> [Excerpted text]
Fort Worth reaches gas lease deals for Z Boaz, Trinity Park rights [Fort Worth Star-Telegram]By Scott Nishimura, Fort Worth Star-TelegramMcClatchy-Tribune Information Services
Aug. 14--FORT WORTH -- The city has reached agreements on natural gas leases that will provide new funds for improvements at Fort Worth's Z Boaz and Trinity parks, but the Z Boaz deal was leaner than the city hoped for.
Chesapeake Energy has agreed to pay a $1,250 per acre lease bonus and 25 percent royalty to the city for the Z Boaz rights, the city said. The city owns 60 percent of the mineral rights to the 140-acre west side park. The family that donated the site to Fort Worth several decades ago owns the remaining 40 percent and has reached its own deal with Chesapeake.
XTO Energy has agreed to pay a lease bonus of $3,045 per acre and 25 percent royalty for the rights to extract minerals from beneath 155.3 acres of Trinity Park.

> [What you need to do]
1. Decide whether each statement below agrees with the article on Fort Worth's park gas leases. Answer yes or no for each, quoting the deciding words from the article.
(a) Chesapeake Energy will pay the city a lease bonus of $1,250 per acre for the Z Boaz rights.
(b) The city owns all of the mineral rights to Z Boaz park.
(c) XTO Energy agreed to a 30 percent royalty for the Trinity Park rights.
2. Carry on the article on Fort Worth's park gas leases, starting after its final sentence.

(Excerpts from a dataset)
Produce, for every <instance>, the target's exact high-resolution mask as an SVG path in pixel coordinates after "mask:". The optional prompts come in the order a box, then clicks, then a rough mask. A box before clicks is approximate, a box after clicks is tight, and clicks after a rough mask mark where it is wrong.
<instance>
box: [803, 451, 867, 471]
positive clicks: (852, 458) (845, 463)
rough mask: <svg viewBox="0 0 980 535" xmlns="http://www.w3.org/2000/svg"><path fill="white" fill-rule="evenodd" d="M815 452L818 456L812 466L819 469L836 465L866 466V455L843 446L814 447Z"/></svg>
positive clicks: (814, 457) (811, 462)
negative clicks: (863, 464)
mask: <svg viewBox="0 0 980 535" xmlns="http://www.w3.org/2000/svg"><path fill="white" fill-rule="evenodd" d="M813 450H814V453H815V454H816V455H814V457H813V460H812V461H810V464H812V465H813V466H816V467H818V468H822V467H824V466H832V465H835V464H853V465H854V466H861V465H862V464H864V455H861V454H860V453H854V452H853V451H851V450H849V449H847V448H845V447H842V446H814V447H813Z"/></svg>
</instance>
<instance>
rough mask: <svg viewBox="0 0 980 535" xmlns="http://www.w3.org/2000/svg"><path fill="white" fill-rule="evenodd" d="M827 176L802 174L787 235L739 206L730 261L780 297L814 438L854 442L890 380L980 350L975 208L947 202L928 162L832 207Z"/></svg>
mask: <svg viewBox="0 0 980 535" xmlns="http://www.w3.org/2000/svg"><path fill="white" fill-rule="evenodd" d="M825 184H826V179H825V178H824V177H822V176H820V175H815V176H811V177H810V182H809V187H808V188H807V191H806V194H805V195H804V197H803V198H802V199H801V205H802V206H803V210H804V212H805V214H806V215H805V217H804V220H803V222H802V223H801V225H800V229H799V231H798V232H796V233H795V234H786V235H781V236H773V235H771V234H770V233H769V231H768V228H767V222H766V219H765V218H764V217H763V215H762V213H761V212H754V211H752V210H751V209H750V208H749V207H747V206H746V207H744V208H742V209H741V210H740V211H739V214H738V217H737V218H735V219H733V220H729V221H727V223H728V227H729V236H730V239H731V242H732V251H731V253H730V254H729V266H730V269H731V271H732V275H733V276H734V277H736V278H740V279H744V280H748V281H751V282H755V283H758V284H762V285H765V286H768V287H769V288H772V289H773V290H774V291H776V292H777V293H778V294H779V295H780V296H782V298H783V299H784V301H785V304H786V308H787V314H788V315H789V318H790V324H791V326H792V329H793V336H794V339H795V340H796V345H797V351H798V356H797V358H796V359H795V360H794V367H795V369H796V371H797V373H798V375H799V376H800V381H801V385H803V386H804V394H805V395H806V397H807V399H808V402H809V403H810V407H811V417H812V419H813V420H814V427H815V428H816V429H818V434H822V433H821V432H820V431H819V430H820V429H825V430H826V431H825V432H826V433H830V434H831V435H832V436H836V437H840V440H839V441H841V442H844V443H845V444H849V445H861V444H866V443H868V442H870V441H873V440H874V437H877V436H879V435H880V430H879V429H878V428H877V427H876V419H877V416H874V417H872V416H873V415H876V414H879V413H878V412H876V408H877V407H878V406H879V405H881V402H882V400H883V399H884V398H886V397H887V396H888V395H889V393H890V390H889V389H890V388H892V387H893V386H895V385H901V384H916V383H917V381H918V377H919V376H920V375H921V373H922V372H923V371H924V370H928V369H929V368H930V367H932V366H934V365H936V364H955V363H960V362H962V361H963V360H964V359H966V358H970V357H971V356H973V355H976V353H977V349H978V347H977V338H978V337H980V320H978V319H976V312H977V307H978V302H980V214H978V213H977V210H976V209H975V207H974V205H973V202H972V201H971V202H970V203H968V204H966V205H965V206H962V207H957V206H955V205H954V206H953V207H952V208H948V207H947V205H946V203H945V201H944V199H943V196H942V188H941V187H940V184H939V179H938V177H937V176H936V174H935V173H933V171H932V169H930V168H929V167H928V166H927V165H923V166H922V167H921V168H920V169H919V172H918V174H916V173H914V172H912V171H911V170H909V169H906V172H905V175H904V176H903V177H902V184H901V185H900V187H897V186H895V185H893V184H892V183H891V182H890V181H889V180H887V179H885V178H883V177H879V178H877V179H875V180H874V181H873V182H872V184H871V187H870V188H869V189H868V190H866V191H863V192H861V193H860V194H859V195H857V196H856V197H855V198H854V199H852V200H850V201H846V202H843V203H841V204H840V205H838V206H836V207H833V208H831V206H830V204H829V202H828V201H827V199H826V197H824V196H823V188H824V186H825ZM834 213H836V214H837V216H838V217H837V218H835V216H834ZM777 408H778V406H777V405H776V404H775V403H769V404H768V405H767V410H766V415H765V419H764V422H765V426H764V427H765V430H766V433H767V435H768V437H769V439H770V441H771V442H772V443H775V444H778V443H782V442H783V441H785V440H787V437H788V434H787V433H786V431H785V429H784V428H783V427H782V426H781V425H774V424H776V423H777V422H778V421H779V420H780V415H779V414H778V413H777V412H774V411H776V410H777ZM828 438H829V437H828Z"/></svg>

> [Task answers]
1.
(a) Yes: "Chesapeake Energy has agreed to pay a $1,250 per acre lease bonus and 25 percent royalty to the city for the Z Boaz rights"
(b) No: "The city owns 60 percent of the mineral rights to the 140-acre west side park."
(c) No: "XTO Energy has agreed to pay a lease bonus of $3,045 per acre and 25 percent royalty"

2.
Chesapeake and XTO were the lone bidders on each of the agreements, which go before the City Council on Tuesday.
Further demonstrating the market vagaries, the city last Thursday opened the one bid it received for the gas rights at Martin Luther King Park in southeast Fort Worth. Vantage, the bidder, offered $5,000 per acre, said Jean Petr, the city's gas lease program manager.
"The market is what it is," she said. "It depends on where the property is, it depends on what gas company it is, it depends on the price of gas."
Mayor Pro Tem W.B. "Zim" Zimmerman, whose district includes Z Boaz, said he had no comment on the leases.
Chesapeake, like other energy companies, has been refocusing on crude oil since natural gas prices dropped to 10-year lows this year. Chesapeake also has been dealing with high debt and issues regarding the personal finances of its CEO.
The lease agreement is the latest chapter in Chesapeake's west side story; the company has tangled with the city and neighborhoods over the Ridglea location.
Julie Wilson, Chesapeake's vice president for urban development, said the company months ago was offering $2,500 per acre for leases off its Westridge site, off of Bryant Irvin Road, one of two that can reach beneath Z Boaz.
Offers for Westridge leases will decline to $500-$1,000 per acre after Oct. 1, she said.
She said the Z Boaz heirs leased their rights to Chesapeake for $2,500 per acre under the early offers, and said, at one time, Chesapeake offered the city $2,500.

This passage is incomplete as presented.